> Task to complete
Rewrite the records below, replacing "door handle" with "drawer pull" and keeping everything else the same. Omit the pictures from your answer.

====

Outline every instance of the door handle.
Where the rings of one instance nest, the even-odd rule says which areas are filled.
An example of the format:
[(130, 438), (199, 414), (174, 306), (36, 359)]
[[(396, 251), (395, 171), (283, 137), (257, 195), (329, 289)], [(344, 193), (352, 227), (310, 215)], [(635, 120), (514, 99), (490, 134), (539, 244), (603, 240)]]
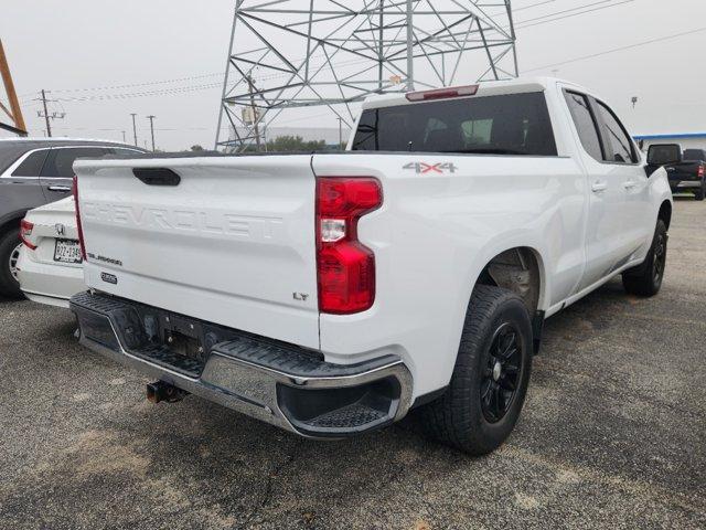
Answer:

====

> Solution to this exercise
Outline every instance of the drawer pull.
Where the rings of one instance nest, the even-odd rule says which areas are filled.
An example of the format:
[(130, 438), (199, 414), (174, 306), (36, 359)]
[[(396, 251), (395, 171), (283, 137), (257, 195), (329, 289)], [(344, 193), (352, 227), (310, 215)], [(635, 120), (514, 99), (490, 134), (539, 244), (603, 240)]]
Answer:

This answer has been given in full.